#### Activity
Return every line of the records below word for word, but leave the pictures out.

(Stored items)
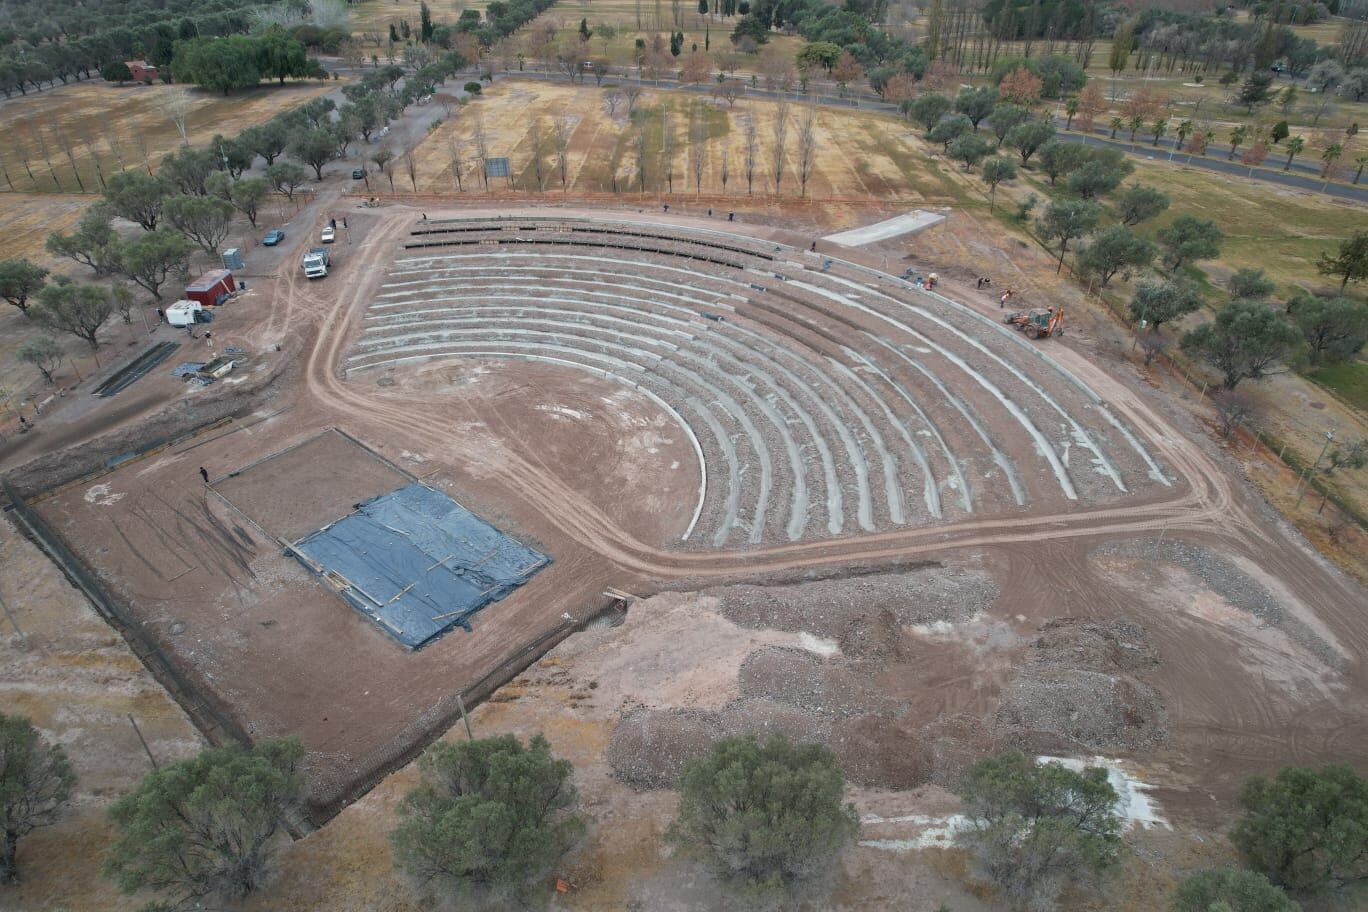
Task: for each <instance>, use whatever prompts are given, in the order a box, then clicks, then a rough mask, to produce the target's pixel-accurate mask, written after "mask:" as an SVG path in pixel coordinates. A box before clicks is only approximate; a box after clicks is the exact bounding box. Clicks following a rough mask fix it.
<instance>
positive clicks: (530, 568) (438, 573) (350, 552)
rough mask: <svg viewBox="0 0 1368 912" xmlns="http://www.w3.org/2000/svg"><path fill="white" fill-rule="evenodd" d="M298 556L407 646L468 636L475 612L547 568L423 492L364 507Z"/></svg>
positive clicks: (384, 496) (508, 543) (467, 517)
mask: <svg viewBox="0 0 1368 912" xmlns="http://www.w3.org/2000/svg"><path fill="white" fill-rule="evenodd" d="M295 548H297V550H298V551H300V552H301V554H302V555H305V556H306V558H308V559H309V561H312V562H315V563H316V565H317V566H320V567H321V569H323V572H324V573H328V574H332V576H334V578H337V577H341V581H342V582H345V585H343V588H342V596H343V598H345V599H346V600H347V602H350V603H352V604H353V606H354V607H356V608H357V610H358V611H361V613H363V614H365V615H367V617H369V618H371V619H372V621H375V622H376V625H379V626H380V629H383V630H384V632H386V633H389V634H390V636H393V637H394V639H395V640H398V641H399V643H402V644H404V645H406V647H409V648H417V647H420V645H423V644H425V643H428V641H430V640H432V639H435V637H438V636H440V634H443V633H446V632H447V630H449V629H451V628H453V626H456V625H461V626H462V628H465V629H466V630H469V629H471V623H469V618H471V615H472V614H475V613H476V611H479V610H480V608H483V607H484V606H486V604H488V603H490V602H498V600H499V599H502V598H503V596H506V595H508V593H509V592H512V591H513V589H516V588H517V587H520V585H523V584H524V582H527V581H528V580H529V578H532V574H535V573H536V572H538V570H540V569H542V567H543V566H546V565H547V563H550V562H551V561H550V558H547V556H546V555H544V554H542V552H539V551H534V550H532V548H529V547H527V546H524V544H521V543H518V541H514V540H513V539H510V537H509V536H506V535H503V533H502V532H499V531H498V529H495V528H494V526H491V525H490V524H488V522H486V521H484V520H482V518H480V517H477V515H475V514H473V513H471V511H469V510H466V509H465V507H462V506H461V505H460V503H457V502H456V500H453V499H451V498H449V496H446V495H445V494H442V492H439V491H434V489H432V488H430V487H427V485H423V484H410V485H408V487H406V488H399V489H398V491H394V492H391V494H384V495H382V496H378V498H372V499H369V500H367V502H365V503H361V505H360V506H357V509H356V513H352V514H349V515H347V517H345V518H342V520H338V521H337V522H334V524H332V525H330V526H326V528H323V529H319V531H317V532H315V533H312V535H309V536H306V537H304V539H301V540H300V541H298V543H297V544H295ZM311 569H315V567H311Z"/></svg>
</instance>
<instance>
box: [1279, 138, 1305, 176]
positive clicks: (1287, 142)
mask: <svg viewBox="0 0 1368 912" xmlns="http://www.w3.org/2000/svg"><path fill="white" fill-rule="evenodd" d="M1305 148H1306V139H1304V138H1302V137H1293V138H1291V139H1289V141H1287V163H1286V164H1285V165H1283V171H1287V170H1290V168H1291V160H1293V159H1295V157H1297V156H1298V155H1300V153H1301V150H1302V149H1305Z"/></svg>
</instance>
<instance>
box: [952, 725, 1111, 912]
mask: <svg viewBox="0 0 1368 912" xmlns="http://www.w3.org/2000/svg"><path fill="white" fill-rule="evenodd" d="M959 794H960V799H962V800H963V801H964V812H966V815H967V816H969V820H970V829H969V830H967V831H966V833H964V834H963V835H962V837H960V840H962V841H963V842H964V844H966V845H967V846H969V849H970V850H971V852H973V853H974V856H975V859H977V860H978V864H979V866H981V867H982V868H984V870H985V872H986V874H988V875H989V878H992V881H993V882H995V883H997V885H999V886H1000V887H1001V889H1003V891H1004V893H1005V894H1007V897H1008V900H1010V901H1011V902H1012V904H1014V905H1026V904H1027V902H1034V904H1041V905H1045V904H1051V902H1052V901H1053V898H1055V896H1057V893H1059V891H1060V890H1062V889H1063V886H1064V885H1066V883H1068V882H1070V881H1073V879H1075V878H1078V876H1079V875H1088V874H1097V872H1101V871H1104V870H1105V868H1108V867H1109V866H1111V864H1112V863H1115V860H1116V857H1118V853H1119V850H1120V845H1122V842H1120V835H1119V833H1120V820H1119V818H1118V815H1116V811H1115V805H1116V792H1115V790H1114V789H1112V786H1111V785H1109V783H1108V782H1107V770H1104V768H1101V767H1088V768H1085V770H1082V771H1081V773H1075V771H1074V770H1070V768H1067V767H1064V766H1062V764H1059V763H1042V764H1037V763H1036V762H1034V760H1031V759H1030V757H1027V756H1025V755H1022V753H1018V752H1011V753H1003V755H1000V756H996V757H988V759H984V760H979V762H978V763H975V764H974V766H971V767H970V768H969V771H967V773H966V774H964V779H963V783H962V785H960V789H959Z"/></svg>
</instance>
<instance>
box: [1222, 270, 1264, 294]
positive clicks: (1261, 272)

#### Answer area
Task: for each <instance>, use whatever prompts are given, in the order a box, then clicks, then a rough mask, to produce the target's pixel-accurate mask, written after "mask:" as an SVG path in pixel coordinates. A box before clicks is only approximate; a box after clicks is the exact bounding box. Clicks following a rough mask fix it.
<instance>
positive clicks: (530, 568) (438, 573) (350, 552)
rough mask: <svg viewBox="0 0 1368 912" xmlns="http://www.w3.org/2000/svg"><path fill="white" fill-rule="evenodd" d="M298 556L407 646L468 636L475 612L547 568L423 492L364 507Z"/></svg>
positive clicks: (384, 496) (508, 543) (467, 517)
mask: <svg viewBox="0 0 1368 912" xmlns="http://www.w3.org/2000/svg"><path fill="white" fill-rule="evenodd" d="M295 548H297V550H298V551H300V552H301V554H302V555H305V556H306V558H308V559H309V561H312V562H315V563H316V565H317V566H320V567H321V569H323V572H324V573H328V574H332V576H334V578H337V577H341V581H342V582H345V585H343V588H342V596H343V598H345V599H346V600H347V602H350V603H352V604H353V606H354V607H356V608H357V610H358V611H361V613H363V614H365V615H367V617H369V618H371V619H372V621H375V622H376V625H379V626H380V629H383V630H384V632H386V633H389V634H390V636H393V637H394V639H395V640H398V641H399V643H402V644H404V645H406V647H409V648H417V647H420V645H423V644H425V643H428V641H430V640H432V639H435V637H438V636H440V634H443V633H446V632H447V630H449V629H451V628H453V626H456V625H461V626H462V628H465V629H466V630H469V629H471V623H469V618H471V615H472V614H475V613H476V611H479V610H480V608H483V607H484V606H486V604H488V603H490V602H498V600H499V599H502V598H503V596H506V595H508V593H509V592H512V591H513V589H516V588H517V587H520V585H523V584H524V582H527V581H528V580H529V578H532V574H535V573H536V572H538V570H540V569H542V567H543V566H546V565H547V563H550V562H551V561H550V558H547V556H546V555H544V554H542V552H539V551H534V550H532V548H529V547H527V546H524V544H521V543H518V541H514V540H513V539H510V537H509V536H506V535H503V533H502V532H499V531H498V529H495V528H494V526H491V525H490V524H488V522H486V521H484V520H482V518H480V517H477V515H475V514H473V513H471V511H469V510H466V509H465V507H462V506H461V505H460V503H457V502H456V500H453V499H451V498H449V496H446V495H445V494H442V492H439V491H434V489H432V488H430V487H427V485H423V484H410V485H408V487H406V488H399V489H398V491H394V492H391V494H384V495H382V496H378V498H372V499H369V500H367V502H365V503H361V505H360V506H357V509H356V513H352V514H349V515H347V517H345V518H342V520H338V521H337V522H334V524H332V525H330V526H326V528H323V529H319V531H317V532H315V533H312V535H309V536H306V537H304V539H301V540H300V541H298V543H297V544H295ZM311 569H315V567H311Z"/></svg>
</instance>
<instance>
box: [1279, 138, 1305, 176]
positive clicks: (1287, 142)
mask: <svg viewBox="0 0 1368 912" xmlns="http://www.w3.org/2000/svg"><path fill="white" fill-rule="evenodd" d="M1305 148H1306V139H1304V138H1302V137H1293V138H1291V139H1289V141H1287V163H1286V164H1285V165H1283V171H1287V170H1290V168H1291V160H1293V159H1295V157H1297V156H1298V155H1300V153H1301V150H1302V149H1305Z"/></svg>
</instance>
<instance>
box: [952, 725, 1111, 912]
mask: <svg viewBox="0 0 1368 912" xmlns="http://www.w3.org/2000/svg"><path fill="white" fill-rule="evenodd" d="M959 794H960V799H962V800H963V801H964V812H966V815H967V816H969V820H970V829H969V830H967V831H966V833H964V834H963V835H962V837H960V840H962V841H963V842H964V844H966V845H967V846H969V849H970V850H971V852H973V853H974V856H975V859H977V860H978V864H979V866H981V867H982V868H984V870H985V872H986V874H988V875H989V878H992V881H993V882H995V883H997V885H999V886H1000V887H1001V889H1003V891H1004V893H1005V894H1007V897H1008V900H1010V901H1011V902H1012V904H1014V905H1026V904H1027V902H1034V904H1041V905H1045V904H1051V902H1052V901H1053V898H1055V896H1057V893H1059V891H1060V890H1062V889H1063V886H1064V885H1066V883H1068V882H1070V881H1073V879H1075V878H1078V876H1079V875H1088V874H1097V872H1101V871H1104V870H1105V868H1108V867H1109V866H1111V864H1112V863H1115V860H1116V857H1118V853H1119V850H1120V845H1122V842H1120V835H1119V833H1120V820H1119V818H1118V815H1116V811H1115V805H1116V792H1115V790H1114V789H1112V786H1111V785H1109V783H1108V782H1107V770H1104V768H1101V767H1088V768H1085V770H1082V771H1081V773H1075V771H1074V770H1070V768H1067V767H1064V766H1062V764H1059V763H1042V764H1037V763H1036V762H1034V760H1031V759H1030V757H1027V756H1025V755H1022V753H1018V752H1011V753H1003V755H1000V756H996V757H988V759H984V760H979V762H978V763H975V764H974V766H971V767H970V768H969V771H967V773H966V774H964V779H963V783H962V785H960V789H959Z"/></svg>
</instance>
<instance>
box: [1222, 270, 1264, 294]
positive clicks: (1261, 272)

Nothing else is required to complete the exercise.